South Dakota v. Dole, 483 U.S. 203 (1987). The Court upheld the validity of a
restriction Congress placed on federal highway funds, that is, the States must impose and
enforce a drinking age of 21. The Court applying a long line of precedents sustained this
exercise of power and set out an understanding of the limitations on this power. Justice
O’Connor dissented, not disagreeing much with the Court’s understanding of the power
to condition funds, but on the basis that fixing the drinking age is a power reserved to the
States by § 2 of the Twenty-First Amendment, the provision that repealed national
Prohibition.
Abortion
Planned Parenthood of Southeastern Pennsylvania v. Casey, 505 U.S. 833 (1992).
The Justice had dissented from earlier elaborations of and expansions of abortion rights,
and when this case arrived at the Court it was commonly assumed that there were
sufficient votes to overrule Roe v. Wade, 410 U.S. 113 (1973). Instead Justice O’Connor,
Justice Kennedy, and Justice Souter formed a three-Justice plurality and jointly authored
an opinion that purported to retain the core holding of Roe. Actually, in a number of
respects, the opinion, joined with that of dissenters, modified in several respects Roe’s
approach to and impact on state restrictions on access to abortion. The plurality
dispensed with the “fundamental rights” approach requiring strict scrutiny of state laws
and policies, and instead it adopted the “undue burden” approach advocated in previous
O’Connor dissents. The test is more flexible than the standard previously in effect. For
instance, the Court struck down a requirement that a woman desiring an abortion notify
her husband before having it, but it sustained a state law imposing a mandatory waiting
period between the time the woman applies for an abortion and the time she actually
receives it. See also Webster v. Reproductive Health Services, 492 U.S. 490 (1989). But
the plurality also significantly modified a jurisdictional rule that made the litigation of the
validity of abortion restrictions easier. In United States v. Salerno, 481 U.S. 739 (1988),
the Court established the principle that “facial” challenges to the constitutionality of laws
could proceed only if under no conceivable set of circumstances could the law be applied
in a valid way. Most such litigation must therefore be brought on an “as applied” basis,
which means that each person affected by a law must bring a separate suit. Instead, the
plurality provided that facial challenges could be brought to abortion restrictions under
the undue burden test as long as the restriction would affect a significant minority of
people.

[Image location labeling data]

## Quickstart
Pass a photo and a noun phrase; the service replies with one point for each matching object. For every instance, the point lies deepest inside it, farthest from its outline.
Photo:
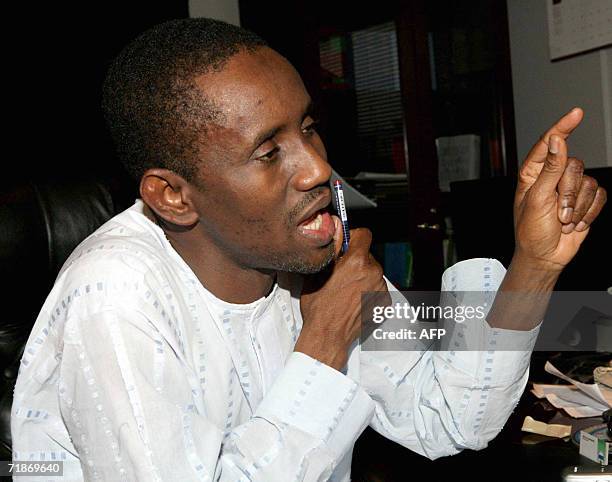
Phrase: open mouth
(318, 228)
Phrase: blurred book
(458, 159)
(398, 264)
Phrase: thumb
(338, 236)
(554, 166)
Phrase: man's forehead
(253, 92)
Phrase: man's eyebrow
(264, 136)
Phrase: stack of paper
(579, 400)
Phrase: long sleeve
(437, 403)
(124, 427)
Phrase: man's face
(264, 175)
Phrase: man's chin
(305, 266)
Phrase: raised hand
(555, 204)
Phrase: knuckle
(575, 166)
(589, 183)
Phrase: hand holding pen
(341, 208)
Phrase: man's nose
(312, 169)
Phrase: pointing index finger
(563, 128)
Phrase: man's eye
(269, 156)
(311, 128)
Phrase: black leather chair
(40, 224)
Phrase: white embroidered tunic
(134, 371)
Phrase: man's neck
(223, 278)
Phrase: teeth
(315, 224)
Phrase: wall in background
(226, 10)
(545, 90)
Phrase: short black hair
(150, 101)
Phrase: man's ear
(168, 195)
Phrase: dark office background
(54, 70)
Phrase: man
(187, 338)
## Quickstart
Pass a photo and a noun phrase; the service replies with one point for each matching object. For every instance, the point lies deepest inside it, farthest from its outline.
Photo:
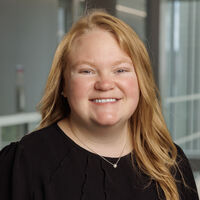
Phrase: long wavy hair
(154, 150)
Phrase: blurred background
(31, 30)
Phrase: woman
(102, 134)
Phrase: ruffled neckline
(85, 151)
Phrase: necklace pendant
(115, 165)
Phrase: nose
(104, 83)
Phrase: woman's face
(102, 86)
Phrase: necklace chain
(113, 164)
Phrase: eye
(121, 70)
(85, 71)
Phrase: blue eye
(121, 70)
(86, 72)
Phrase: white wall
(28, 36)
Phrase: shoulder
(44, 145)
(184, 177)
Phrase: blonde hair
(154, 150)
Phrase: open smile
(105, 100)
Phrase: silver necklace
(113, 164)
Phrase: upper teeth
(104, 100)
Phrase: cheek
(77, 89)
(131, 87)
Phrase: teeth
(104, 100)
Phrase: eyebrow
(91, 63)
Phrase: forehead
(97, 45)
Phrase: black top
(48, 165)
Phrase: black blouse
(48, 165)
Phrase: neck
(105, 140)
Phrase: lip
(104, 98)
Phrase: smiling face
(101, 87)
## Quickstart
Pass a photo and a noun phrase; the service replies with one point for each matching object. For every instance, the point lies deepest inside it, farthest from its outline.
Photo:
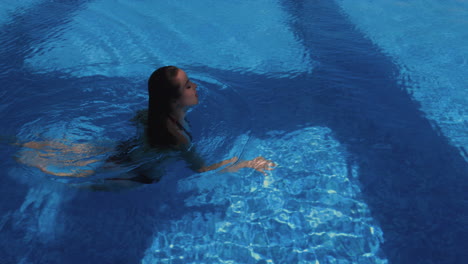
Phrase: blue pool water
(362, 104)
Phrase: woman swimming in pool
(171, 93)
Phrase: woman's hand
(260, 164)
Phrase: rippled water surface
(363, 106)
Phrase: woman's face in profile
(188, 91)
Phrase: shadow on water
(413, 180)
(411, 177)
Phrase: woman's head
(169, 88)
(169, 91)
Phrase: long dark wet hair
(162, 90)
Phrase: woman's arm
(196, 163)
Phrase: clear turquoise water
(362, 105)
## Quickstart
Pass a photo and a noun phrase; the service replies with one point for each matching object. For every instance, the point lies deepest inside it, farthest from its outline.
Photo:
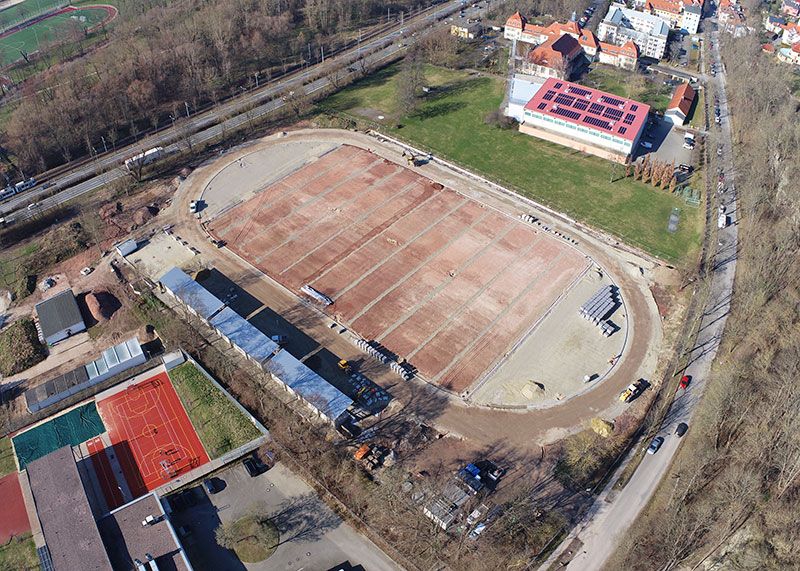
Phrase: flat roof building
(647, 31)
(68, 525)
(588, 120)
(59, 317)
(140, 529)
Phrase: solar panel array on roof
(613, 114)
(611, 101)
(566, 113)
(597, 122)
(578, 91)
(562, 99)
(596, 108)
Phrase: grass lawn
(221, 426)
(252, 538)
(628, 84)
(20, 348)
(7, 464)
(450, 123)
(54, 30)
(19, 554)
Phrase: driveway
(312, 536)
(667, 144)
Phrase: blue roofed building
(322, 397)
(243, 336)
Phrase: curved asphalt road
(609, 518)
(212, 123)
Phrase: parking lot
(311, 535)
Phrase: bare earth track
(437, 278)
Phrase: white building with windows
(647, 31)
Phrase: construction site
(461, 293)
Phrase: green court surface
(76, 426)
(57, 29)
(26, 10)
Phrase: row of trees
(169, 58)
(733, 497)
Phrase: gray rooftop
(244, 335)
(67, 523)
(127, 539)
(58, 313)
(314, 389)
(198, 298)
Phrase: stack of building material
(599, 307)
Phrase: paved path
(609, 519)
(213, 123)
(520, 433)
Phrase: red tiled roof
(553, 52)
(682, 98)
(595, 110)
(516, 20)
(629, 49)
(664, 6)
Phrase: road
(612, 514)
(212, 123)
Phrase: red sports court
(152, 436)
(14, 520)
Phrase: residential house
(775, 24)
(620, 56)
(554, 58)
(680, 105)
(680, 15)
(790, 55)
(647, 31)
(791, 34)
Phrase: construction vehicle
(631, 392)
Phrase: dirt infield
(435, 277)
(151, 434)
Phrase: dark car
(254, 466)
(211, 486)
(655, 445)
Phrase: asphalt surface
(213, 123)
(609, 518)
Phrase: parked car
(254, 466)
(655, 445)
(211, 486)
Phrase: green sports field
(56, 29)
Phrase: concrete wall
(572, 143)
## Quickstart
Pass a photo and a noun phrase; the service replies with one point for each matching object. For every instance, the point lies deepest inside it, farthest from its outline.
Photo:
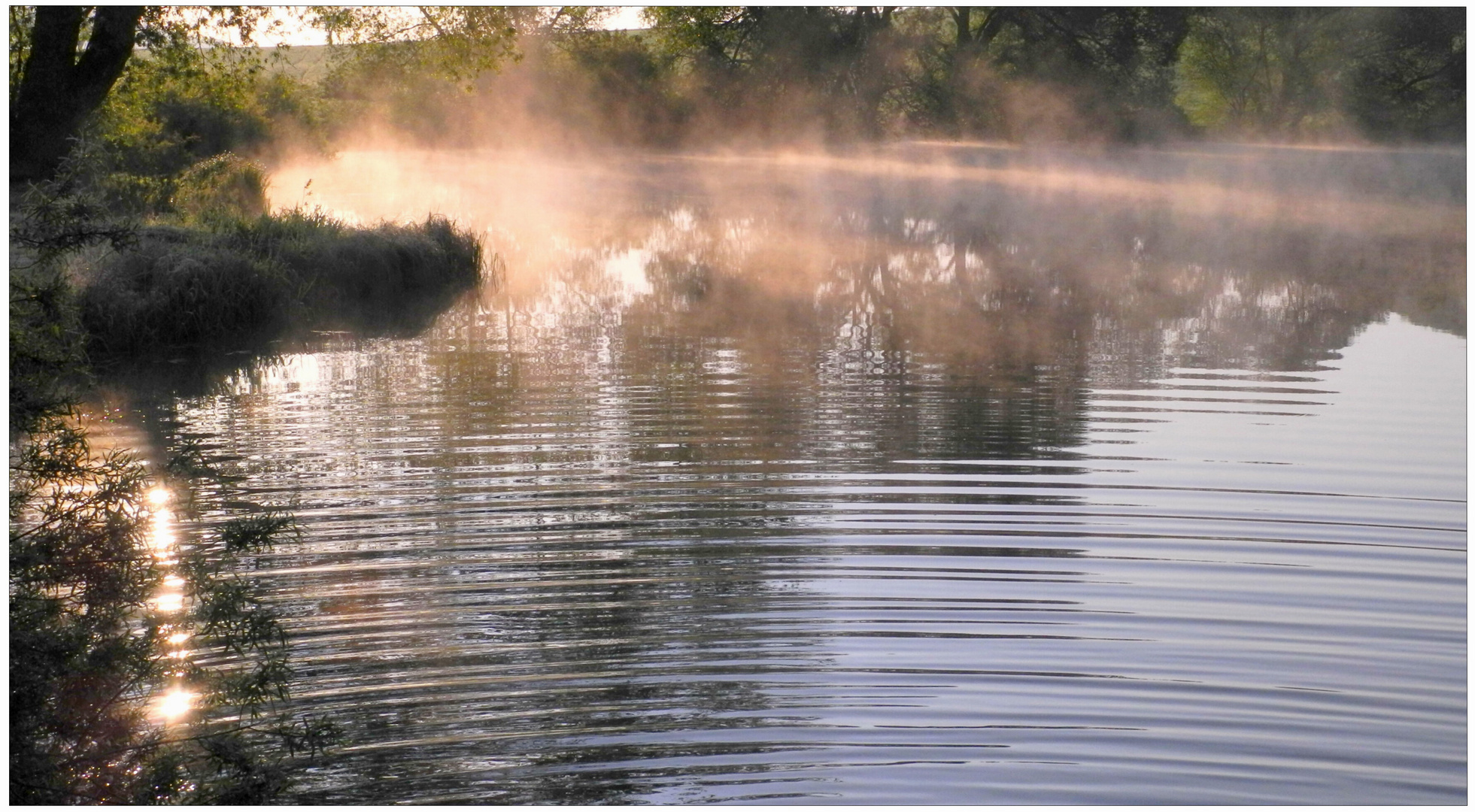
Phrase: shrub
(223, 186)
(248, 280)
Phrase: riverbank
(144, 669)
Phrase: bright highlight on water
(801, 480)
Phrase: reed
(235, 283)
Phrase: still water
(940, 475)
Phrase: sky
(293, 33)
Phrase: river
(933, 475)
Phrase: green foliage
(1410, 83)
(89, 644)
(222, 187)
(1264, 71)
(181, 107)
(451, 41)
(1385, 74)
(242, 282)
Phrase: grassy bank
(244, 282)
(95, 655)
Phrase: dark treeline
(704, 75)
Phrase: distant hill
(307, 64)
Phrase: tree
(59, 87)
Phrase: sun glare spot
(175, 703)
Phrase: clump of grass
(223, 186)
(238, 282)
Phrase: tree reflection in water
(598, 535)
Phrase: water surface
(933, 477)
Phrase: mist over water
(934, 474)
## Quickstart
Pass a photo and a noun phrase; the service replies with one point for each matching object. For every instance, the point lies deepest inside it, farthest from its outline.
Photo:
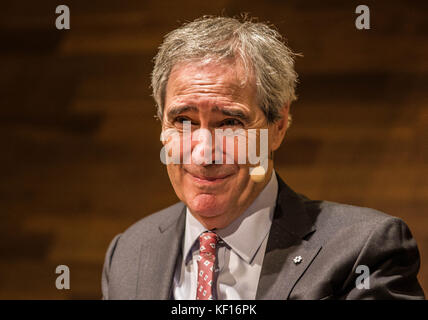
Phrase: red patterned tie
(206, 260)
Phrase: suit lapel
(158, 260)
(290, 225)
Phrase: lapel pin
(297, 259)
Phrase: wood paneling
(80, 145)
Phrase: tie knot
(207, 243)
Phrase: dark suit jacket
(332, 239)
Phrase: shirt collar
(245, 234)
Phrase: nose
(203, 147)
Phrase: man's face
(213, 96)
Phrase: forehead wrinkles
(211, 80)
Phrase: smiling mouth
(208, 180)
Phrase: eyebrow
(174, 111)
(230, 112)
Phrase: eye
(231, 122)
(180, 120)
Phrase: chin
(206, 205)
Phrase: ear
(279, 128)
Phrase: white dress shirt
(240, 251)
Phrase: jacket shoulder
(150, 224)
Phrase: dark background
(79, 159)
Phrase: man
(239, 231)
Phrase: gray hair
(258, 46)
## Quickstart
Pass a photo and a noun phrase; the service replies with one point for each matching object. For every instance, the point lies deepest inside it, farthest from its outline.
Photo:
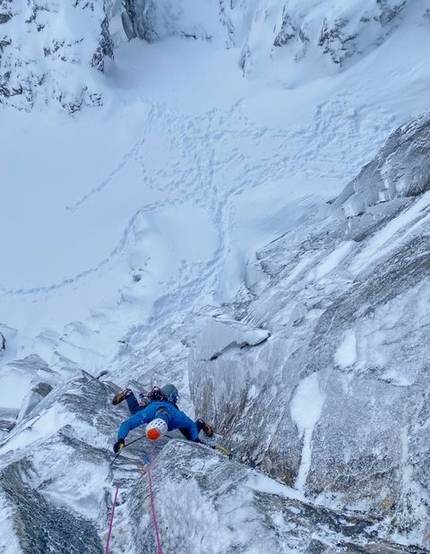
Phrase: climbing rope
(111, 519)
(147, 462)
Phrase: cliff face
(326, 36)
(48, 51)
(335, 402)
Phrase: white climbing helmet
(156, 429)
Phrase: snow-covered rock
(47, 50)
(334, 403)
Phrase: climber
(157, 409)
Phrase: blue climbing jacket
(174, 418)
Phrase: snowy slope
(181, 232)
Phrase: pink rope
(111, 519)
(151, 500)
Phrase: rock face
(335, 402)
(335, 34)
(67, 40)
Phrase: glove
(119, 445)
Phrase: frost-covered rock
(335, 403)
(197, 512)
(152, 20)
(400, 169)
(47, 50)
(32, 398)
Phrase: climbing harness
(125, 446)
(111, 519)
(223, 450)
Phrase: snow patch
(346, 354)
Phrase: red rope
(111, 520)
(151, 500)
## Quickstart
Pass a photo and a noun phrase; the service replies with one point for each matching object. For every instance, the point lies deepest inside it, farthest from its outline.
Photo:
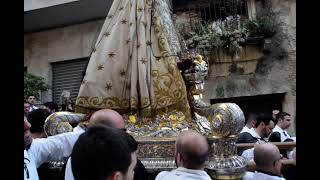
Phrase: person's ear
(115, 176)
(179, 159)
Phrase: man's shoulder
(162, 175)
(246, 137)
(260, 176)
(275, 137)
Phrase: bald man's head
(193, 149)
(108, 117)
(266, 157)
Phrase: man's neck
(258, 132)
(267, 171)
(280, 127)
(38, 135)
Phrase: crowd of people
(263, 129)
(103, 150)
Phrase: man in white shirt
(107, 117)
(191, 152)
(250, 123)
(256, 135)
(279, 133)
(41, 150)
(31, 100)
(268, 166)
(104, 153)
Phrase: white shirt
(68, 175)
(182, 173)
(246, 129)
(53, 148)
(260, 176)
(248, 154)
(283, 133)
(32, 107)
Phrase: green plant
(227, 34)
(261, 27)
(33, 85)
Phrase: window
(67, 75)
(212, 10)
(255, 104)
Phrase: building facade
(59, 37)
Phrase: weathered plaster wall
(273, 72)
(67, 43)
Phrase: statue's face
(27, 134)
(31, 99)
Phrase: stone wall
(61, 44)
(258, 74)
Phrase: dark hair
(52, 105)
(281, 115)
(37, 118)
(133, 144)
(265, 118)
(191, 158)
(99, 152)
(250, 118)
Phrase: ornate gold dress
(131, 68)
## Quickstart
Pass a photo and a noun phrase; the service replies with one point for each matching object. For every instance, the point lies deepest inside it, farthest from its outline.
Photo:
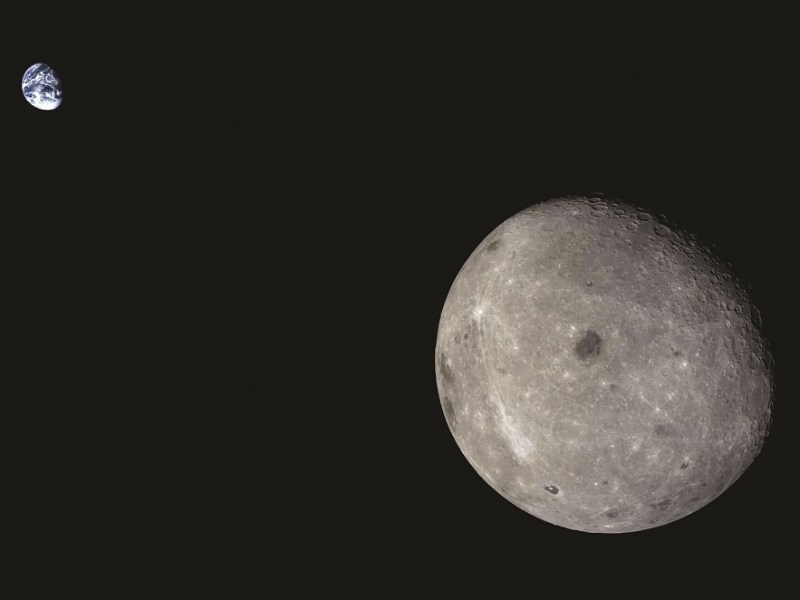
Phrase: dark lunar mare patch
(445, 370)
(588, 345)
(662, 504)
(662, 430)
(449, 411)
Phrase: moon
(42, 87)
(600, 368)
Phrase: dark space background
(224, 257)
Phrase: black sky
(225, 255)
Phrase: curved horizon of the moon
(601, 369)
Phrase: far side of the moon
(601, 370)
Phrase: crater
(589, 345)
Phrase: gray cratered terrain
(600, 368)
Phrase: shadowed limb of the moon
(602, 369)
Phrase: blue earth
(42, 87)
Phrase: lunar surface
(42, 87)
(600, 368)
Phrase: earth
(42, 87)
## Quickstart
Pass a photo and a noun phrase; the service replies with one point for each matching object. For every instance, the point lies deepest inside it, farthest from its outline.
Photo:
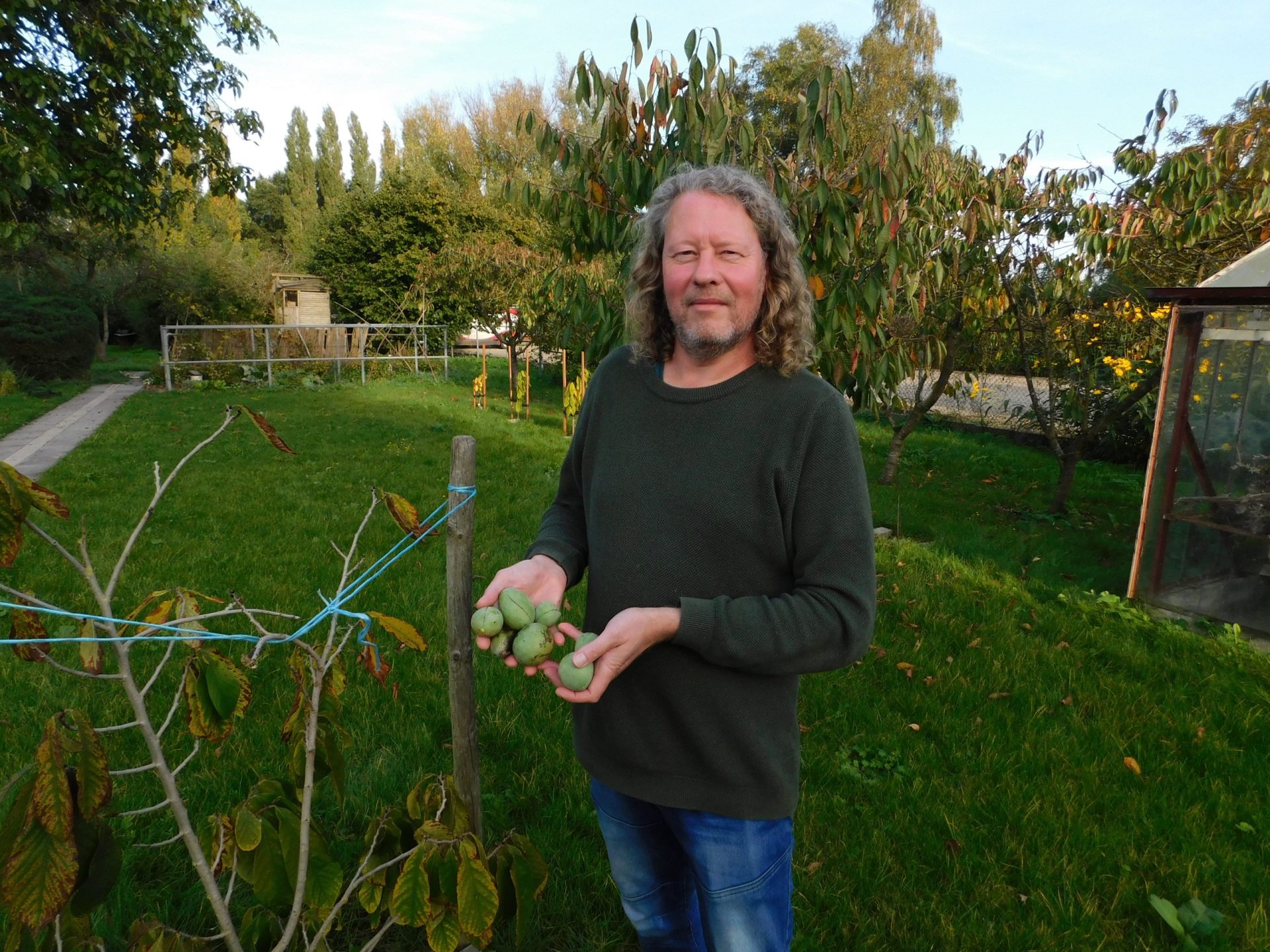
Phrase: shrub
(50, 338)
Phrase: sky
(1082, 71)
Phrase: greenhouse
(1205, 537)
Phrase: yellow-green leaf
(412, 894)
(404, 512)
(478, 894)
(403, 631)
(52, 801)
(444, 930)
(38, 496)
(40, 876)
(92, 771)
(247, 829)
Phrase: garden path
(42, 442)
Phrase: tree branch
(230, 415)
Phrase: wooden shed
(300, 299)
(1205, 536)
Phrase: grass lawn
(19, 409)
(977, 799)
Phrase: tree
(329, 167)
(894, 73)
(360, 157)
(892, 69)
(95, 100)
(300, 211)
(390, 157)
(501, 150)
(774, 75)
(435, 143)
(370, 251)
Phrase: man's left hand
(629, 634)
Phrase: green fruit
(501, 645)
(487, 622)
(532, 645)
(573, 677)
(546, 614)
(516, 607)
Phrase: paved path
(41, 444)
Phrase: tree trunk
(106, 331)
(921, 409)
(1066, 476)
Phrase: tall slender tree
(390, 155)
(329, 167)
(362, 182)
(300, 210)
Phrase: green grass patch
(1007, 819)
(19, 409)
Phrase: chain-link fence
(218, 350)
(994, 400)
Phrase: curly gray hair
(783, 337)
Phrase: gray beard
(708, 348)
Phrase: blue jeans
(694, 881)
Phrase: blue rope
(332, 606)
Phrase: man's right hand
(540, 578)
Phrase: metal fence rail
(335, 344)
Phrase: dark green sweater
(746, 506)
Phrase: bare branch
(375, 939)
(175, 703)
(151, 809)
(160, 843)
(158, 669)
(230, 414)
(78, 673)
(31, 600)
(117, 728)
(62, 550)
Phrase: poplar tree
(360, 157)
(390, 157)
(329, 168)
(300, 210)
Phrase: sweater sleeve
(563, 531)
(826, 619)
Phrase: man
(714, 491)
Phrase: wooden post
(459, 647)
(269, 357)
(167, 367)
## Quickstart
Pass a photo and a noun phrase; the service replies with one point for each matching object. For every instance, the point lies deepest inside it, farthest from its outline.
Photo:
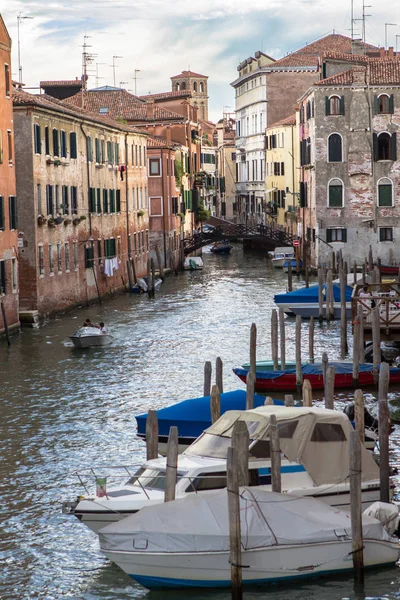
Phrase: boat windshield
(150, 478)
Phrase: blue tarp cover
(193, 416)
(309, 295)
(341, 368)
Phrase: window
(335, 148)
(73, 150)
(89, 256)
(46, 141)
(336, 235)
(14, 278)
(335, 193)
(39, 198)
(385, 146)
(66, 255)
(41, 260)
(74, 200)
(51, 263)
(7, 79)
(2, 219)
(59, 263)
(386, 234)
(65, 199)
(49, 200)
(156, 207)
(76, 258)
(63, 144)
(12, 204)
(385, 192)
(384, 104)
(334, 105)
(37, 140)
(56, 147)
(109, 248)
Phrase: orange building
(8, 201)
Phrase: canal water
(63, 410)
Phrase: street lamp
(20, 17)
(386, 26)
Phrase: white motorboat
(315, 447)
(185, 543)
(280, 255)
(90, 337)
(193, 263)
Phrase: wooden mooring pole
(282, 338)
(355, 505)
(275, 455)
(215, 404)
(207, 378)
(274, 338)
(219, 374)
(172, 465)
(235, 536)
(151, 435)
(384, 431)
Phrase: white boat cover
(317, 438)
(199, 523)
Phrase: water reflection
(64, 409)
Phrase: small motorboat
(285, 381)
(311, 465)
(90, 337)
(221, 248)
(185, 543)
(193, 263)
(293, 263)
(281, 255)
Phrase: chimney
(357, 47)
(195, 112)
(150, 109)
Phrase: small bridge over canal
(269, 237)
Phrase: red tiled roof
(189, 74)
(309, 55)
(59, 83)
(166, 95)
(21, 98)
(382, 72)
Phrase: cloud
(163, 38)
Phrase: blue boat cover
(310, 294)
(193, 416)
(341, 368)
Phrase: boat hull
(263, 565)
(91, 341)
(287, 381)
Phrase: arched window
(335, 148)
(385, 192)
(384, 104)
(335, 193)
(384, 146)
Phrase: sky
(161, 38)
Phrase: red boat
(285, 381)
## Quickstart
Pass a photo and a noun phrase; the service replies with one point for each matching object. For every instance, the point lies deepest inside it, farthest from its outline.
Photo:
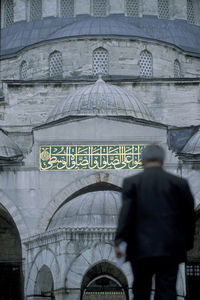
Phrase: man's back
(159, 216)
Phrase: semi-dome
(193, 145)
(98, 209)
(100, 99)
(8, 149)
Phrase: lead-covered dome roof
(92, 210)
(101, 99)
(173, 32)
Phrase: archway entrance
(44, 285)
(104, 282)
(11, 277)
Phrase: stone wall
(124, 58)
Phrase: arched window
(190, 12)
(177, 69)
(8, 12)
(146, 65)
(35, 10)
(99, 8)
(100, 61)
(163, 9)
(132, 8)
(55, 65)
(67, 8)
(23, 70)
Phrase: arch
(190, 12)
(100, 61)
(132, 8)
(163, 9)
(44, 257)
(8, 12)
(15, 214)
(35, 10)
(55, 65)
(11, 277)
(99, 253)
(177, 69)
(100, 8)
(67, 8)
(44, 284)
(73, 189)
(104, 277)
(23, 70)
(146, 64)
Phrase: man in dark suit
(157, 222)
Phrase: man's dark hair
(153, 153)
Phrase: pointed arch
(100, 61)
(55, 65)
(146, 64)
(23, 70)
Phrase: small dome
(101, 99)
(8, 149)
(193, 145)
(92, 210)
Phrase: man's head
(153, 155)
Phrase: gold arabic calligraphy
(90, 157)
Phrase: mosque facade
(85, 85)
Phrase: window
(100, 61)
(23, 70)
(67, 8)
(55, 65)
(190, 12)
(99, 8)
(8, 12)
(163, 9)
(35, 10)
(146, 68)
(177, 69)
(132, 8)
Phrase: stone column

REQUIRED WORK —
1. In the passage on Supreme Court cases, what condition did Congress attach to federal highway funds in South Dakota v. Dole?
2. Extend the passage on Supreme Court cases, picking up after its final sentence.

EXPECTED OUTPUTS —
1. The States had to impose and enforce a drinking age of 21.

2.
Stenberg v. Carhart, 530 U.S. 914 (2000). The most recent abortion case to be
decided by the Court held invalid a state law criminalizing a “partial-birth abortion”
method under which the fetus would be partially delivered into the vaginal tract and then
aborted, a method used generally but not exclusively in third-trimester abortions. Justice
O’Connor joined the 5-to-4 majority and also submitted a concurrence of her own in
which she reiterated the majority rationale, that the law in its definition included earlier-
term abortions and that while it contained a life-endangerment exception for the woman
it contained no health exception for her. (It should be noted that one of the Casey
plurality, Justice Kennedy, was in dissent in this case, contending the standard there
adopted did not condemn this law). Congress has since enacted a national law barring
such abortions, and the law is in litigation.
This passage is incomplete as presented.